* _Gegeven tekst_:
Naar het overzicht
van Veenhuizense weeskinderen
De hele tijd lopen er weeskinderen weg uit Veenhuizen. Te veel om allemaal te melden, maar wie een indruk wil krijgen kan terecht bij de tuchtzittingen van het eerste en derde gesticht waar het om de haverklap over desertie gaat. Hier een briefje van de directeur over twee vluchters, gedateerd 1 februari 1833 en met nummer N195, invnr 133:
Fredriksoord, den 1 Februarij 1833
De Adjunct-Directeur van het 1e gesticht heeft mij opzettelijk berigt gegeven van de ontvlugting op 28 Januarij ll. der weezen:
Johannes van Hees N. 959, van Haarlem
en Carel Henrik Flos N. 1625, van de Helder
omdat de laatstgenoemde een dier vijf is, welke in November zijn gedeserteerd, doch waarvan hij op den 3 December jl. weder is te rug gebragt door een Bode van de Helder, met uitnoodiging van den Heer Burgemeester, om het kind, wegens zijne jonkheid, voor ditmaal te verschonen, en er alle reden bestaat, dat deze knaap des niet te min, van Hees tot de mede ontvlugting heeft overgehaald.
Ofschoon Flos de eerste maal reeds kosteloos is te rug gezonden, zou het misschien niet kwaad zijn, den Burgemeester van de Helder zulks andermaal te verzoeken, op grond, dat het straffeloos laten der eerste ontvlugting, op het verzoek van denzelven, snel aanleiding gegeven zal hebben tot de herhaling daarvan, en heb ik mitsdien gemeend UWEdG hiervan te moeten onderrigten, gelijk ik de eer heb bij deze te doen.
De Directeur der Koloniën
J. van Konijnenburg
De permanente commissie heeft op de brief geschreven '15 feb 1833
N43 in advies, nader 6 mei N11', wat inhoudt dat ze op 6 mei
1833 over deze brief spreken, maar dat heb ik niet bekeken,
want ze zullen wel doen wat de directeur zegt en Den Helder de
rekening sturen. Wel bekeken heb ik de tuchtzitting als genoemde
Carel Hendrik Flos is teruggebracht, maar dat komt straks, eerst
de medespelenden. Zie deze
pagina hoe de scans van de hier genoemde wezenregisters te
bereiken.

* _Fragment uit gegevensset_:

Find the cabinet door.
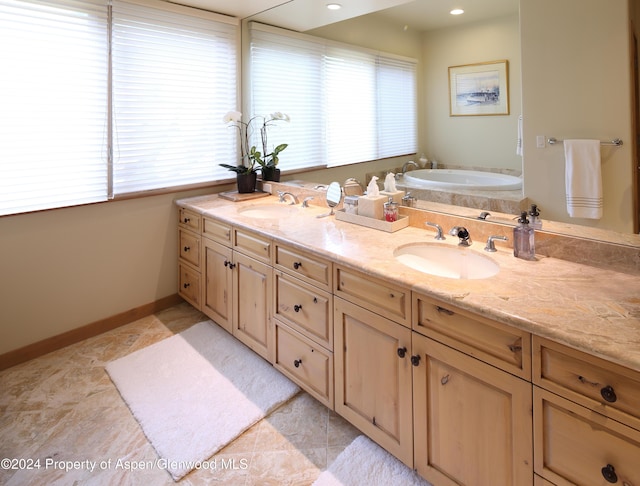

* _Opdracht 1_: Geef uit de tekst over de Veenhuizense weeskinderen letterlijk het gedeelte terug dat opent met de woorden "Ofschoon Flos de" en sluit met "deze te doen.".
* _Opdracht 2_: Vertaal de zin "De hele tijd lopen er weeskinderen weg uit Veenhuizen." uit de tekst over de Veenhuizense weeskinderen in het Engels.
* _Opdracht 3_: Schrijf een vervolg op de tekst over de Veenhuizense weeskinderen, te beginnen na de laatste zin ervan.

* _Verwacht antwoord 1_:
Ofschoon Flos de eerste maal reeds kosteloos is te rug gezonden, zou het misschien niet kwaad zijn, den Burgemeester van de Helder zulks andermaal te verzoeken, op grond, dat het straffeloos laten der eerste ontvlugting, op het verzoek van denzelven, snel aanleiding gegeven zal hebben tot de herhaling daarvan, en heb ik mitsdien gemeend UWEdG hiervan te moeten onderrigten, gelijk ik de eer heb bij deze te doen.

* _Verwacht antwoord 2_: Orphans are running away from Veenhuizen all the time.

* _Verwacht antwoord 3_:
● Johannes van Hees staat met het weesnummer 959 in het
wezenregister 1829-1830 met invnr 1410 en in het wezenregister
1831-1834 met invnr 1411. Volgens die inschrijving is hij geboren
op 8 januari 1819, is hij rooms-katholiek en afkomstig uit Haarlem
dat hem op 25 november 1830 het kindergesticht heeft
binnengebracht.
Op het moment van zijn vlucht is hij dus veertien jaar, maar toch
wordt hij niet teruggebracht. Hoogstwaarschijnlijk (zie verderop)
kan hij terecht bij zijn moeder. Hoe dan ook wordt hij per 28
januari 1833 uitgeschreven uit Veenhuizen.
Hij is niet alleen gekomen. Op diezelfde 25 november 1830
is, ook rooms-katholiek en ook uit Haarlem, het
kindergesticht binnengekomen:
● Theodora van Hees, die echter later Theodorus van
Hees lijkt te heten. Hij of zij staat met het weesnummer 309
in het wezenregister 1829-1830 met invnr 1410 en in het
wezenregister 1831-1834 met invnr 1411. Volgens die inschrijving
is hij of zij geboren op 21 januari 1821, dus hoogstwaarschijnlijk
is hij/zij een jonger broertje/zusje van Johannes.
De twijfel over het geslacht wordt opgelost door deze brief,
waarin de moeder dd 9 juli 1834 vraagt of haar zoon uit
Veenhuizen ontslagen mag worden. Zijn moeder zal het toch wel
weten?
Volgens diezelfde brief is Theodorus per 31 mei 1832
overgeschreven op particulier contract. Uit die tijd is geen
registratie van op particulier contract geplaatste weeskinderen
bewaard gebleven, zodat niet valt te achterhalen of aan het
verzoek van de moeder tegemoet is gekomen.
● Carel Henrik Flos tenslotte, staat met het weesnummer
1625 in het wezenregister 1831-1834 met invnr 1411 en in het
wezenregister 1835-en-verder met invnr 1413. Volgens die
inschrijving is hij te Den Helder geboren op 26 april 1819, is hij
rooms-katholiek en op 14 oktober 1832 door Den
Helder.afgeleverd bij het kindergesticht.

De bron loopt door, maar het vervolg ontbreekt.